== Input material

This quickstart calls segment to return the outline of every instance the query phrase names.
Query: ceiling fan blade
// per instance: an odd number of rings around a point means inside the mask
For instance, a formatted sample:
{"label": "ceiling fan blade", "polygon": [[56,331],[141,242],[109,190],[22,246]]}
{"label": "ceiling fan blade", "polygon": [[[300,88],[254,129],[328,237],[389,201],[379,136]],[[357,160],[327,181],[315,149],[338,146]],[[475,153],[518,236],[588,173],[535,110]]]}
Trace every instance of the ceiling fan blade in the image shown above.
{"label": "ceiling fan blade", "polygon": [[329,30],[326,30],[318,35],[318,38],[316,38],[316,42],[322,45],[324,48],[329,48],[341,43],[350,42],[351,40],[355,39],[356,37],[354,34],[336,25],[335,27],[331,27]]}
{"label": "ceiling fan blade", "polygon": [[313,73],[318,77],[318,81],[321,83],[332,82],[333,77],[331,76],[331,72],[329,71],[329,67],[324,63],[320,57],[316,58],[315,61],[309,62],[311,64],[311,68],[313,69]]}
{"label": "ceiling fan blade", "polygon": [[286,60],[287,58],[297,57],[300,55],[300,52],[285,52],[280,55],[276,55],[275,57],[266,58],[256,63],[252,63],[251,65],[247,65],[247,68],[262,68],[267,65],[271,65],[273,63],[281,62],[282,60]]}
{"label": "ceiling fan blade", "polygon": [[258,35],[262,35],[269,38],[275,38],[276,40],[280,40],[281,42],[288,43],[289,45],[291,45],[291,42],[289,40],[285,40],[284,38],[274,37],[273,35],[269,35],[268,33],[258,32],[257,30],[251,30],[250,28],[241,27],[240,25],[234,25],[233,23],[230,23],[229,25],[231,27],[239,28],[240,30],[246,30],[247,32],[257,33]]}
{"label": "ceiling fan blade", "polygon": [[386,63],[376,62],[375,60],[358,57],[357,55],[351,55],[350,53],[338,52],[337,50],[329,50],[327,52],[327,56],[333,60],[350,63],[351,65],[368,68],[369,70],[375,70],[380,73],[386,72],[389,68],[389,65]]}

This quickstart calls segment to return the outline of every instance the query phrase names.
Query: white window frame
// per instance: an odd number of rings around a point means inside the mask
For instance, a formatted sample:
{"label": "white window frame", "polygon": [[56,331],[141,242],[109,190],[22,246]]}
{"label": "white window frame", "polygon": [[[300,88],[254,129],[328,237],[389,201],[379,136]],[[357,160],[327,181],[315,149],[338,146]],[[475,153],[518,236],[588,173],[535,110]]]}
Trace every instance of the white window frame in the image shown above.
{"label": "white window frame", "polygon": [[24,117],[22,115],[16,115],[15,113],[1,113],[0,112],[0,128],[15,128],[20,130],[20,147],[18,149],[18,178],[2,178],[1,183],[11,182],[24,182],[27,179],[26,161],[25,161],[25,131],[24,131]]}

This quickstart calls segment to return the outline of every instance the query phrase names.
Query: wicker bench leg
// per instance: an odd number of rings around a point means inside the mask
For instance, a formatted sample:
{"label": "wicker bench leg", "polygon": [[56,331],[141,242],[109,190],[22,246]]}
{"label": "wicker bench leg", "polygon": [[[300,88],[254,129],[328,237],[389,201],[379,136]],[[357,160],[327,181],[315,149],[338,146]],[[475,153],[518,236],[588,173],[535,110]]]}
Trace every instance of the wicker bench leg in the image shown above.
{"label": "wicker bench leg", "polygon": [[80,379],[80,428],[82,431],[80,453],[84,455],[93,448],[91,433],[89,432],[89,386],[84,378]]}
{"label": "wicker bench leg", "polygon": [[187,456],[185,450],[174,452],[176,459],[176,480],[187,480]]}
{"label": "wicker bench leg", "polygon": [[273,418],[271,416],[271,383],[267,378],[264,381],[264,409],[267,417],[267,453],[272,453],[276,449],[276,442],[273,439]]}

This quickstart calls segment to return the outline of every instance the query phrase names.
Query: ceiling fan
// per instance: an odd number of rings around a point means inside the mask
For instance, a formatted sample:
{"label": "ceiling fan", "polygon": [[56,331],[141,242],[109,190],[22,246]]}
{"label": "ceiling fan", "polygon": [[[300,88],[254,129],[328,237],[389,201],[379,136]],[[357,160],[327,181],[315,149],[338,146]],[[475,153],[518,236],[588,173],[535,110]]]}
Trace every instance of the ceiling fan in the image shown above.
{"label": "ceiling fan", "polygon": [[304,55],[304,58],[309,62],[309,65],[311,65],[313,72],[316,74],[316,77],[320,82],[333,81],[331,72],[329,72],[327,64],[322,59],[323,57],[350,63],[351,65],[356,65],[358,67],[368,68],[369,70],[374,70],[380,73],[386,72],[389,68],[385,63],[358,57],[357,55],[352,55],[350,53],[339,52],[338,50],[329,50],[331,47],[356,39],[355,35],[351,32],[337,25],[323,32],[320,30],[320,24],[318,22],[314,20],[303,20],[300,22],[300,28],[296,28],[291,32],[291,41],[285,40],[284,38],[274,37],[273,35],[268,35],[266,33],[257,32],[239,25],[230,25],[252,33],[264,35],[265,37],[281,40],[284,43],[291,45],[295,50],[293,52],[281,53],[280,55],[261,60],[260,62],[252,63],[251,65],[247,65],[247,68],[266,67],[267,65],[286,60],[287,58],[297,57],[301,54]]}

====

Using the exact wording, transcribe all the records above.

Response below:
This quickstart calls segment to return the outline of every instance the query phrase names.
Query: ceiling fan blade
// per instance: an odd number of rings around a point means inside the mask
For instance, a formatted sample:
{"label": "ceiling fan blade", "polygon": [[56,331],[141,242],[109,190],[22,246]]}
{"label": "ceiling fan blade", "polygon": [[[300,88],[254,129],[328,237],[389,201],[379,136]],[[357,160],[327,181],[315,149],[338,146]],[[475,153],[518,236],[588,173],[535,110]]]}
Trace every instance of the ceiling fan blade in the image shown above.
{"label": "ceiling fan blade", "polygon": [[329,30],[326,30],[318,35],[318,38],[316,38],[316,42],[322,45],[324,48],[329,48],[341,43],[350,42],[351,40],[355,39],[356,37],[354,34],[336,25],[335,27],[331,27]]}
{"label": "ceiling fan blade", "polygon": [[313,73],[318,77],[318,81],[321,83],[332,82],[333,77],[331,76],[331,72],[329,71],[329,67],[324,63],[320,57],[316,58],[315,61],[309,62],[311,64],[311,68],[313,69]]}
{"label": "ceiling fan blade", "polygon": [[286,60],[287,58],[297,57],[300,55],[300,52],[285,52],[280,55],[276,55],[275,57],[266,58],[256,63],[252,63],[251,65],[247,65],[247,68],[262,68],[267,65],[271,65],[273,63],[281,62],[282,60]]}
{"label": "ceiling fan blade", "polygon": [[258,35],[262,35],[269,38],[275,38],[276,40],[280,40],[281,42],[288,43],[289,45],[291,45],[291,42],[289,40],[285,40],[284,38],[274,37],[273,35],[269,35],[268,33],[258,32],[257,30],[251,30],[250,28],[241,27],[240,25],[234,25],[233,23],[230,23],[229,25],[231,27],[239,28],[240,30],[246,30],[247,32],[257,33]]}
{"label": "ceiling fan blade", "polygon": [[386,63],[376,62],[375,60],[358,57],[357,55],[351,55],[350,53],[338,52],[337,50],[329,50],[327,52],[327,56],[333,60],[350,63],[351,65],[368,68],[369,70],[375,70],[380,73],[386,72],[389,68],[389,65]]}

This quickstart calls segment to return the outline of every instance the query phrase names.
Query: white window frame
// per instance: an odd number of rings around a point means inside the mask
For instance, a formatted sample:
{"label": "white window frame", "polygon": [[56,331],[141,242],[109,190],[22,246]]}
{"label": "white window frame", "polygon": [[[300,88],[254,129],[328,237],[389,201],[379,136]],[[357,160],[327,181],[315,149],[338,146]],[[475,153],[518,236],[588,173],[535,110]]]}
Trace every instance of the white window frame in the image shown above.
{"label": "white window frame", "polygon": [[24,117],[22,115],[16,115],[15,113],[1,113],[0,112],[0,128],[15,128],[20,130],[20,147],[18,149],[18,178],[2,178],[1,183],[11,182],[24,182],[27,179],[26,161],[25,161],[25,131],[24,131]]}

This quickstart calls segment to return the outline of every instance the query phrase names.
Query: wicker bench leg
// per instance: an odd number of rings around a point means inside the mask
For instance, a formatted sample:
{"label": "wicker bench leg", "polygon": [[56,331],[141,242],[109,190],[22,246]]}
{"label": "wicker bench leg", "polygon": [[[300,88],[254,129],[328,237],[389,201],[379,136]],[[357,160],[327,181],[315,149],[338,146]],[[475,153],[518,236],[588,173],[535,110]]]}
Trace every instance of the wicker bench leg in the image shown above.
{"label": "wicker bench leg", "polygon": [[80,379],[80,428],[82,431],[80,453],[84,455],[93,448],[91,433],[89,432],[89,386],[84,378]]}
{"label": "wicker bench leg", "polygon": [[187,456],[185,450],[174,452],[176,459],[176,480],[187,480]]}
{"label": "wicker bench leg", "polygon": [[273,418],[271,416],[271,383],[267,378],[264,381],[264,409],[267,417],[267,453],[272,453],[276,449],[276,442],[273,439]]}

This quickstart calls segment to return the outline of every instance the query phrase names.
Query: ceiling fan
// per instance: an odd number of rings around a point means inside the mask
For instance, a formatted sample:
{"label": "ceiling fan", "polygon": [[56,331],[141,242],[109,190],[22,246]]}
{"label": "ceiling fan", "polygon": [[[300,88],[254,129],[328,237],[389,201],[379,136]],[[357,160],[327,181],[315,149],[338,146]],[[475,153],[518,236],[588,173],[535,110]]]}
Trace every instance of the ceiling fan in the image shown above.
{"label": "ceiling fan", "polygon": [[304,55],[304,58],[309,62],[309,65],[311,65],[313,72],[316,74],[316,77],[320,82],[333,81],[331,72],[329,72],[327,64],[322,59],[323,57],[350,63],[351,65],[356,65],[358,67],[368,68],[369,70],[374,70],[380,73],[386,72],[389,68],[385,63],[358,57],[357,55],[352,55],[350,53],[339,52],[338,50],[329,50],[331,47],[356,39],[355,35],[351,32],[337,25],[323,32],[320,30],[320,24],[318,22],[314,20],[303,20],[300,22],[300,28],[296,28],[291,32],[291,41],[285,40],[284,38],[274,37],[273,35],[268,35],[266,33],[257,32],[239,25],[230,25],[252,33],[264,35],[265,37],[281,40],[284,43],[291,45],[295,50],[293,52],[281,53],[280,55],[261,60],[260,62],[252,63],[251,65],[247,65],[247,68],[266,67],[267,65],[286,60],[287,58],[297,57],[301,54]]}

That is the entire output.